--- Input material Enclosed Below ---

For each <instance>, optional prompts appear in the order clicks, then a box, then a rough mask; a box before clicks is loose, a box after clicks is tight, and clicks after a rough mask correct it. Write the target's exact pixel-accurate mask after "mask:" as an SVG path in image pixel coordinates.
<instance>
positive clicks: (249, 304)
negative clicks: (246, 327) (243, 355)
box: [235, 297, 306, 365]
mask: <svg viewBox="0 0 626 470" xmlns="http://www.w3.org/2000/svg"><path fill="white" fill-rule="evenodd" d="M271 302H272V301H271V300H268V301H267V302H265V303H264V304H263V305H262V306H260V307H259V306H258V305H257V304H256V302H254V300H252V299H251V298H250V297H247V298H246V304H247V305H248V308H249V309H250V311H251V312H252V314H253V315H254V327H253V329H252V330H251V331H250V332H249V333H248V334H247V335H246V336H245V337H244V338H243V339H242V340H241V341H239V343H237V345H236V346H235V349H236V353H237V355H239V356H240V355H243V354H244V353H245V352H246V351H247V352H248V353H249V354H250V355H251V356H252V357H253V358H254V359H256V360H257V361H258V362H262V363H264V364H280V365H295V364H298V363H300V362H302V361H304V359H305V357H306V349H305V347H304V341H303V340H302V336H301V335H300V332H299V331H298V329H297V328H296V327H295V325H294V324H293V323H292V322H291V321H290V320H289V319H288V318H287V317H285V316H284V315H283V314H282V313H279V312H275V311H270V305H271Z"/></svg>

--- End of Enclosed Input material ---

#### [The problem]
Pull out every line of the records above that contains the string "image", matching case exactly.

#### [Answer to the problem]
For each <instance>, optional prompts appear in the order clicks, then a box, then a rough mask; a box before clicks is loose, a box after clicks is tight, and clicks after a rough mask correct it. Write the target's exact pixel-accurate mask after "mask:" as an SVG path in image pixel coordinates.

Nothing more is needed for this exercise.